Provided records:
:::

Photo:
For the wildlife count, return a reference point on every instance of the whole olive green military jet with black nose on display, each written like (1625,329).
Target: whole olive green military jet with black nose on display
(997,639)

:::

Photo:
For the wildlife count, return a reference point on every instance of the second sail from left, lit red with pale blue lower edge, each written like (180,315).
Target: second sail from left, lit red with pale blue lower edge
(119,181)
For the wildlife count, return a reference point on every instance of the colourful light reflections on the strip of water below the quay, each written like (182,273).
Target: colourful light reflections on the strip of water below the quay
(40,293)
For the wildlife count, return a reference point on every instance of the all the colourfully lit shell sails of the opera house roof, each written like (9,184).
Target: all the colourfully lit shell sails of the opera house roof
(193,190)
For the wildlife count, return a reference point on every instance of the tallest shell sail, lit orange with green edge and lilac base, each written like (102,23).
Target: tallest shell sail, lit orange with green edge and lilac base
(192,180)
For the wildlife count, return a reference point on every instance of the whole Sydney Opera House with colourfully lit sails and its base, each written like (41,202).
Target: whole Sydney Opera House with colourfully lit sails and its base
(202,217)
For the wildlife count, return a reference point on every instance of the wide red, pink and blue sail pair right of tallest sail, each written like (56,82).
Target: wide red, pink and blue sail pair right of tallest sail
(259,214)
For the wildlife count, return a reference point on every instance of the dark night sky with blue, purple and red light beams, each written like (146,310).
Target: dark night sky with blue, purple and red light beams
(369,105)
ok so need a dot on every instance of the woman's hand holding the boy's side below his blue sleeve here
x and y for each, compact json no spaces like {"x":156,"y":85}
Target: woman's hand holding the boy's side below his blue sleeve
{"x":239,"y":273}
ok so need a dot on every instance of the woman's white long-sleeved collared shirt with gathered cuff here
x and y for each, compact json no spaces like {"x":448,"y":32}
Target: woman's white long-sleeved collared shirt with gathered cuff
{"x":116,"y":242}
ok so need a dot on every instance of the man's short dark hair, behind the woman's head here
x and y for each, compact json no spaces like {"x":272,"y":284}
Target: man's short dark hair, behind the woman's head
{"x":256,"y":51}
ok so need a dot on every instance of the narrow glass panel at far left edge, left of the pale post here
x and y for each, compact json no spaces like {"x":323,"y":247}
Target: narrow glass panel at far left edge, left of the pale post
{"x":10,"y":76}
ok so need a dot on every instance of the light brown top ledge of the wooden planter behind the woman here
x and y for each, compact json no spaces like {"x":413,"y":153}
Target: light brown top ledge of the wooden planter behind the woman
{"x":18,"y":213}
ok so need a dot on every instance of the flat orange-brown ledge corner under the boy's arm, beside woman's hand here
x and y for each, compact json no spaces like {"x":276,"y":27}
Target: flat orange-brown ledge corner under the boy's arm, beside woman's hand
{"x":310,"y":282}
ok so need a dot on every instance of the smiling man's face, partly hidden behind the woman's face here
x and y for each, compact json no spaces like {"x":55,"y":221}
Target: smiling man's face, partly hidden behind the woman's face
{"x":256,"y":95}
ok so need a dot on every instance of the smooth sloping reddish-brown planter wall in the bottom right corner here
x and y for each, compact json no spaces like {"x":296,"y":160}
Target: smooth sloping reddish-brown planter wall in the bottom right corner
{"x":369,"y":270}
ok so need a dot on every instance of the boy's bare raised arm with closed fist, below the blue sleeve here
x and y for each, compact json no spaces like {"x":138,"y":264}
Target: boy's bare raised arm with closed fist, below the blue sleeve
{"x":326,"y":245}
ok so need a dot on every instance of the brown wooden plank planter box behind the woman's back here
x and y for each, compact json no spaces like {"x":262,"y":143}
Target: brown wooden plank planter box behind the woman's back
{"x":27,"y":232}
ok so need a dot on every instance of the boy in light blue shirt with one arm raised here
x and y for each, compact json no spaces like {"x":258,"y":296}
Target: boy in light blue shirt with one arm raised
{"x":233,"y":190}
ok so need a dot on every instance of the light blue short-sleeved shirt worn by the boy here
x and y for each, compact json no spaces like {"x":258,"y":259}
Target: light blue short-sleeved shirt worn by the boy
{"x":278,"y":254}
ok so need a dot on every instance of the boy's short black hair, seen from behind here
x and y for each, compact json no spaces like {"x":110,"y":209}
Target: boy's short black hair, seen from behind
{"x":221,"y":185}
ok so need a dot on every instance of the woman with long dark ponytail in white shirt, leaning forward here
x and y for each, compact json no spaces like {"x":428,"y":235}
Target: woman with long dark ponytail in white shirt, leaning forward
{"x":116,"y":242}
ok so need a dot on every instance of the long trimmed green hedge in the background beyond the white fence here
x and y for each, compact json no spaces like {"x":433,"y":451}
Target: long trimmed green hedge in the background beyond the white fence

:::

Task goal:
All lines containing "hedge" in the material above should appear in your reply, copied exactly.

Task answer:
ok so need a dot on every instance of the long trimmed green hedge in the background beyond the white fence here
Target: long trimmed green hedge in the background beyond the white fence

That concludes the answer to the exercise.